**What the task asks:** These records contain pictures, which must be left out; copy exactly the lines from the one with "Query: dandelion-like seed head" up to and including the one with "the yellow petal".

━━ Data to examine

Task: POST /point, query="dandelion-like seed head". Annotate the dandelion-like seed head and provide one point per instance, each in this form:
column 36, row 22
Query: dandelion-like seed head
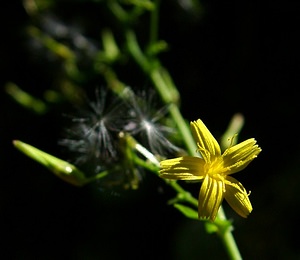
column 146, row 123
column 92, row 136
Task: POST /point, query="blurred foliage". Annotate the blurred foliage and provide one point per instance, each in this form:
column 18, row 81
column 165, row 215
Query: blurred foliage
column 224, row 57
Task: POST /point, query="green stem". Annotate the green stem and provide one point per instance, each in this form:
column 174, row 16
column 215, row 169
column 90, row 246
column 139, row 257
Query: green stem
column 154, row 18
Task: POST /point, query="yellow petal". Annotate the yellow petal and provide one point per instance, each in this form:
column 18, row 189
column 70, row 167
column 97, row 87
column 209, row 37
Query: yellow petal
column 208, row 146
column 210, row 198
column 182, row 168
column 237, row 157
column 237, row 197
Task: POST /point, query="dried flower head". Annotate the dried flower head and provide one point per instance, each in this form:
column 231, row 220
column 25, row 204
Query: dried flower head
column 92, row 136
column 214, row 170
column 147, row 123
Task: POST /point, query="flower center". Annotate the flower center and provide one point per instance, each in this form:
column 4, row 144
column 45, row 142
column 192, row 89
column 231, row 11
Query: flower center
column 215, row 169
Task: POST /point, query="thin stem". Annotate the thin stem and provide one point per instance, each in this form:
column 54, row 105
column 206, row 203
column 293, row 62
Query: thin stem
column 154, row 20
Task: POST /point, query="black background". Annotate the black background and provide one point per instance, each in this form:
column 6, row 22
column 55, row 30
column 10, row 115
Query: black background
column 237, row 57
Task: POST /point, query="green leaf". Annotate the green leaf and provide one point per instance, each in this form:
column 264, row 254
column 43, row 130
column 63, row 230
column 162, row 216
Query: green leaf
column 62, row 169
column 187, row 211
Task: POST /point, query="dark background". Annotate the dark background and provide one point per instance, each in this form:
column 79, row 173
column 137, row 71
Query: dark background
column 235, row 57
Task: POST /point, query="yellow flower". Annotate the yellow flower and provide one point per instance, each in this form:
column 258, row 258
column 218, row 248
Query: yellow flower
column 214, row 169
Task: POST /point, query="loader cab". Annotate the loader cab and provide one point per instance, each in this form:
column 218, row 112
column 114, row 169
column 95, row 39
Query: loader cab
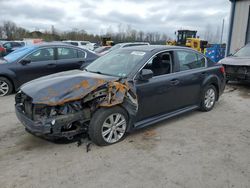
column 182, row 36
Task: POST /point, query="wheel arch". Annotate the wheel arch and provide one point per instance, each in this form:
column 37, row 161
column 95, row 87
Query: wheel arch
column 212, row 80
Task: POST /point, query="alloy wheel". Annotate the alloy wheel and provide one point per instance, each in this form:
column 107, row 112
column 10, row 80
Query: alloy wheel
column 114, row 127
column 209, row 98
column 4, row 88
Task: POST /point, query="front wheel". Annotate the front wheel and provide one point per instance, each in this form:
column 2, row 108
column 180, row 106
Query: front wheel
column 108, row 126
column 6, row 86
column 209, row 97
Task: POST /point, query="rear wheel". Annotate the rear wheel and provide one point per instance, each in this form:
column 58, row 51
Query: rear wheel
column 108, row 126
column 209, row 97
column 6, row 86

━━━━
━━ Data to examine

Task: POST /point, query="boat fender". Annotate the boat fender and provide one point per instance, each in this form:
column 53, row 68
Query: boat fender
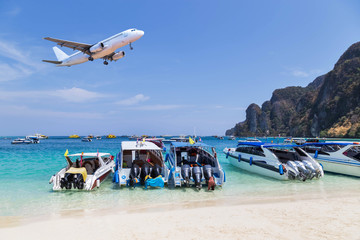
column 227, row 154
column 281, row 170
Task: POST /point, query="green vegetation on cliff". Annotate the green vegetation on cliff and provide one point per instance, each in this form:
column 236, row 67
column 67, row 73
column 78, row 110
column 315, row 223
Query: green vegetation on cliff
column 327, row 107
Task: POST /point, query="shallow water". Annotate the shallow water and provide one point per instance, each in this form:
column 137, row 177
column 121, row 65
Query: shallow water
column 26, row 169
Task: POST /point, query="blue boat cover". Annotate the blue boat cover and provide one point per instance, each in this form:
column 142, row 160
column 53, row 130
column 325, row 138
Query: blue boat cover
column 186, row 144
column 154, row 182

━━━━

**Task answer:**
Query: dandelion-like seed head
column 146, row 123
column 92, row 136
Task: POST /point, query="blurred foliage". Annotate the blurred foliage and provide one point per instance, each in this form:
column 18, row 81
column 165, row 215
Query: blurred foliage
column 224, row 57
Task: POST /point, query="green stem". Annotate the green stem and provide one point per instance, each in this form:
column 174, row 16
column 215, row 169
column 90, row 246
column 139, row 257
Query: green stem
column 154, row 18
Task: POST /point, query="yellow petal". Annotate the yellow petal and provide one point per instance, each in this form:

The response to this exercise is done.